━━━ DOCUMENT SECTION
Fortunately, this macro is absolutely trivial to write. In fact, we can do it in a mere three lines of code, since it’s very minor sugar over the define-syntax definitions we were already writing:

(define-simple-macro (define-infix-operator op:id value:id
                       #:fixity {~and fixity {~or {~datum left} {~datum right}}})
  (define-syntax op (infix-operator #'value 'fixity)))

With this in hand, we can define some infix operators with a much nicer syntax:

(define-infix-operator + racket/base/+ #:fixity left)
(define-infix-operator - racket/base/- #:fixity left)
(define-infix-operator * racket/base/* #:fixity left)
(define-infix-operator / racket/base// #:fixity left)

(define-infix-operator ^ expt #:fixity right)
(define-infix-operator :: cons #:fixity right)

With these simple definitions, we can write some very nice mathematical expressions that use infix syntax, in ordinary #lang racket:

> {1 + 2 - 4}
-1
> {2 ^ 2 ^ 3}
256
> {{2 ^ 2} ^ 3}
64

And you know what’s most amazing about this? The entire thing is only 50 lines of code. Here is the entire implementation of infix operators from this blog post in a single code block, with absolutely nothing hidden or omitted:

#lang racket

(require (for-syntax syntax/parse/class/local-value
                     syntax/parse/class/paren-shape
                     syntax/transformer)
         (prefix-in racket/base/ racket/base)
         syntax/parse/define)
━━━━━━
> **WORK TO COMPLETE**
A - In the excerpt on Racket infix operators, reproduce verbatim the stretch from "(define-infix-operator + racket/base/+" through "racket/base// #:fixity left)".
B - According to the excerpt on Racket infix operators, how many lines of code make up the entire implementation?
━━━ SUPPLIED MATERIAL
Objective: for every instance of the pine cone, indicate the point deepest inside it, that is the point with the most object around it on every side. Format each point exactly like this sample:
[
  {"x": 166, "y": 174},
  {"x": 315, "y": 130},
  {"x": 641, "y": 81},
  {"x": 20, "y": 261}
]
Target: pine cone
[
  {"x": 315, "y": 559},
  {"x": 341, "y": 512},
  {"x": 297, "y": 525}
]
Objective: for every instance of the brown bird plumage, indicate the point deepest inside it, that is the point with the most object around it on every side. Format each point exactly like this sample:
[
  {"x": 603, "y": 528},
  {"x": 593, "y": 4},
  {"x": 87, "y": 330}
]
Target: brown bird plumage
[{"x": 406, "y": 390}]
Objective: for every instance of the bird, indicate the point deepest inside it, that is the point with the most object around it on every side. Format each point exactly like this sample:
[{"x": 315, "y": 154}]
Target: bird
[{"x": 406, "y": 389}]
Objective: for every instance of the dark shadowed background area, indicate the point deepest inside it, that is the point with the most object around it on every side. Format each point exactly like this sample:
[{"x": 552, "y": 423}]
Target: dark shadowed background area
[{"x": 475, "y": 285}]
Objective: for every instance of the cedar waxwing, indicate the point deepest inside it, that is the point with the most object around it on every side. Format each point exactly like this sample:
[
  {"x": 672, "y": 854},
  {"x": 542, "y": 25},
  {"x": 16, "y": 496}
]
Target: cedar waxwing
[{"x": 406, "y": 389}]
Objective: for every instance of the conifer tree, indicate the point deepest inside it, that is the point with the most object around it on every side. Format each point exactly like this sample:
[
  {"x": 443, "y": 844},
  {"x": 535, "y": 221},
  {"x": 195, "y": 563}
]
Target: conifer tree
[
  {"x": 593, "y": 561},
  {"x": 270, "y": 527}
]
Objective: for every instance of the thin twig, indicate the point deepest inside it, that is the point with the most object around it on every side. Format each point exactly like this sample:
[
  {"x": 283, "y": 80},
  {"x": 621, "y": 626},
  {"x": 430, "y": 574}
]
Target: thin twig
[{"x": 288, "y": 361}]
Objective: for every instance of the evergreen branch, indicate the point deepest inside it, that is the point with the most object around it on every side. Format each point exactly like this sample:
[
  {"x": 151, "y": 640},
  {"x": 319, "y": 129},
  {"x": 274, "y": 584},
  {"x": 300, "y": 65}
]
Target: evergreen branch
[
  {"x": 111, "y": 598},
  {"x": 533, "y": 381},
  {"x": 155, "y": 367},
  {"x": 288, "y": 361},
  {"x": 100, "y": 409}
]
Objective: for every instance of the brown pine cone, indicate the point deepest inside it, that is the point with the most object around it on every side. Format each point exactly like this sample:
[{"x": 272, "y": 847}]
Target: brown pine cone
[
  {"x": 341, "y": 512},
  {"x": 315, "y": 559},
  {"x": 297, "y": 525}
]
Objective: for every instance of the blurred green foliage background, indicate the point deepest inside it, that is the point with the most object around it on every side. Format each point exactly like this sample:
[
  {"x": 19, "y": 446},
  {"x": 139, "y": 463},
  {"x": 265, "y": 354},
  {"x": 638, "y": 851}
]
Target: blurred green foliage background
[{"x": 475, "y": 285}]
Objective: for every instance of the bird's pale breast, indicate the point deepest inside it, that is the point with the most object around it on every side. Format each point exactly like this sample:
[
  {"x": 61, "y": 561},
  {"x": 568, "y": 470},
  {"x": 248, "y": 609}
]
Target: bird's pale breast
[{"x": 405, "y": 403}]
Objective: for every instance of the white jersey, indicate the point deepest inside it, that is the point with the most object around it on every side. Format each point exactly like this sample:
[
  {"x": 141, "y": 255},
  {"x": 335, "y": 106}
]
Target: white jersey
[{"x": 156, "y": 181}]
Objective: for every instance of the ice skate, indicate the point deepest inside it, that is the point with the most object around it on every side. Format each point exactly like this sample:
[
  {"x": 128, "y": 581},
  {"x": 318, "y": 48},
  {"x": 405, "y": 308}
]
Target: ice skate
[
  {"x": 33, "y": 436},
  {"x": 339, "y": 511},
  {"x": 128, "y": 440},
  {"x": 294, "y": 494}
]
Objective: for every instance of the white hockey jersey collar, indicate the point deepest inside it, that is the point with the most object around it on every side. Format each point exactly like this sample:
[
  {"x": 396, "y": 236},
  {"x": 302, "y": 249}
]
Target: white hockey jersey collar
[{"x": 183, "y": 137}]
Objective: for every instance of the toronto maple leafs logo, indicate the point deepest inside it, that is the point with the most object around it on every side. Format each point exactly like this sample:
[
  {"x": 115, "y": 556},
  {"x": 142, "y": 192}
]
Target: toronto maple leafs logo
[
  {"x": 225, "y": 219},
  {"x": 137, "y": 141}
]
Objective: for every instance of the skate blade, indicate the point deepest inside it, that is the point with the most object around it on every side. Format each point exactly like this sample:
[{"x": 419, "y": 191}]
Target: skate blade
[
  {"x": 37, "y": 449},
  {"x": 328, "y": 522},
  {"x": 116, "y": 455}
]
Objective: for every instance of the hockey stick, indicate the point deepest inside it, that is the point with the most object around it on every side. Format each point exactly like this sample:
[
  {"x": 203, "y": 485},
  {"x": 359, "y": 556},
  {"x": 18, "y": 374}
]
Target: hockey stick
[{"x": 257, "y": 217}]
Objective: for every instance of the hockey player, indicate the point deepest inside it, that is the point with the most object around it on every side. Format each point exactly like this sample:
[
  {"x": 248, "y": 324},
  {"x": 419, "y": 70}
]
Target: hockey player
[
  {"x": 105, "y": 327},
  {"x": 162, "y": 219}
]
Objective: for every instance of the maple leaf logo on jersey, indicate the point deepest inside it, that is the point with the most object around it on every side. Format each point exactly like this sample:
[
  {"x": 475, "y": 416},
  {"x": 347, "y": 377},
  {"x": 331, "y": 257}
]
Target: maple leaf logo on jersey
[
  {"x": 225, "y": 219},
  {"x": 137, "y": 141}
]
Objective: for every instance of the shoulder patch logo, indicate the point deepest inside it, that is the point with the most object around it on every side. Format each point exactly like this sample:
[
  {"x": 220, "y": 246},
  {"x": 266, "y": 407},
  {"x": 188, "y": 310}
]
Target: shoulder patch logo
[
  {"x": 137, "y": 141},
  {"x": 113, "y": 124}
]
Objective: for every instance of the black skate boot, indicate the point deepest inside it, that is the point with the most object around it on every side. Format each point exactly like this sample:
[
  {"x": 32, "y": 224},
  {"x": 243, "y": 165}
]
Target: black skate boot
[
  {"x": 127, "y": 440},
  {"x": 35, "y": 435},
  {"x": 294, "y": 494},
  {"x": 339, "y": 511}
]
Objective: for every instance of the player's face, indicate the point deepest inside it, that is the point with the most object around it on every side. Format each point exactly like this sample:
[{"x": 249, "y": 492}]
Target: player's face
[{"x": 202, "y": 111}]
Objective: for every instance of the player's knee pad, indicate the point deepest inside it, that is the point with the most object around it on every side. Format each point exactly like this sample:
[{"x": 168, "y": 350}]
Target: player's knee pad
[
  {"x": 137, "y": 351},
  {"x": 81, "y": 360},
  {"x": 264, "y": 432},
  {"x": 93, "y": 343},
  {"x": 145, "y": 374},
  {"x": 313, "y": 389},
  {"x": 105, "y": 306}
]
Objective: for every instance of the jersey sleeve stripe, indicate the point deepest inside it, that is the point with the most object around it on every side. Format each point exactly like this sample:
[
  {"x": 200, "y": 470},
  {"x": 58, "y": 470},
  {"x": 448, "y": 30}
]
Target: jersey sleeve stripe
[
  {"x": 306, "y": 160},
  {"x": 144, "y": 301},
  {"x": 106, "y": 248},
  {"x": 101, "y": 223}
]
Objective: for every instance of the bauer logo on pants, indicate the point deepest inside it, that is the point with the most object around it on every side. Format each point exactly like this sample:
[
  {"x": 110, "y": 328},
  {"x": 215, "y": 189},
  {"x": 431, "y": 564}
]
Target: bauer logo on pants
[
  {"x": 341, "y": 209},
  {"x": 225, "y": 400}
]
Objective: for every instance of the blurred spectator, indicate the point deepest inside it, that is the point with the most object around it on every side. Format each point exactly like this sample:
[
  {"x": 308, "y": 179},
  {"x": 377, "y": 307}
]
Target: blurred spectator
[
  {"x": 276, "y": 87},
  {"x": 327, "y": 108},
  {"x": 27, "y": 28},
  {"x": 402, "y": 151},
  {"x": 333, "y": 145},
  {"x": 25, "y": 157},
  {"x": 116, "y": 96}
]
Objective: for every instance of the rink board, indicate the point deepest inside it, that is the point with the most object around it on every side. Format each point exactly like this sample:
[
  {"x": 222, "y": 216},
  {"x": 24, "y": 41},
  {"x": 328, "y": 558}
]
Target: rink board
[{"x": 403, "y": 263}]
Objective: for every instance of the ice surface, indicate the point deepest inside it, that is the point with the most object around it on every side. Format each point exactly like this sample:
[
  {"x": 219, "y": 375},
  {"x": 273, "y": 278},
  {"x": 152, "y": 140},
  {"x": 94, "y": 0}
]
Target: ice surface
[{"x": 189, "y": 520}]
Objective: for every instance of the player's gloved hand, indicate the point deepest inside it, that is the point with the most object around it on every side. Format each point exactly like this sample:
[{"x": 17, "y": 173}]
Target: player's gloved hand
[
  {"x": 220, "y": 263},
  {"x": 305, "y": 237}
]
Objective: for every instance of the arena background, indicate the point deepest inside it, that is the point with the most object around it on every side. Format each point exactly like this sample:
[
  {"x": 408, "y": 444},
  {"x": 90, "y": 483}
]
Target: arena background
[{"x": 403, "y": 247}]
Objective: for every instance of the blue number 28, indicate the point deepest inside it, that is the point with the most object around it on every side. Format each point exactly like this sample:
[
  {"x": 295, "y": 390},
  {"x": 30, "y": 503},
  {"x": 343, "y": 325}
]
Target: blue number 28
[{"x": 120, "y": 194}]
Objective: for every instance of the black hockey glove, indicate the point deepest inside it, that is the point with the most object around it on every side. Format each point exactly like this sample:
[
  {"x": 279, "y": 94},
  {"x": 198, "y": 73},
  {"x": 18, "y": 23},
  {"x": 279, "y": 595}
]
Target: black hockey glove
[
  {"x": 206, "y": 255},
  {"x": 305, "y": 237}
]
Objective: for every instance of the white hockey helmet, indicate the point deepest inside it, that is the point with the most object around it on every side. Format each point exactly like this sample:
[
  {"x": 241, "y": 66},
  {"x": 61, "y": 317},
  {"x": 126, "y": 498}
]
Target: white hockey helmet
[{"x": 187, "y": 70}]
━━━━━━
> **TASK RESPONSES**
A -
(define-infix-operator + racket/base/+ #:fixity left)
(define-infix-operator - racket/base/- #:fixity left)
(define-infix-operator * racket/base/* #:fixity left)
(define-infix-operator / racket/base// #:fixity left)

B - The entire implementation is only 50 lines of code.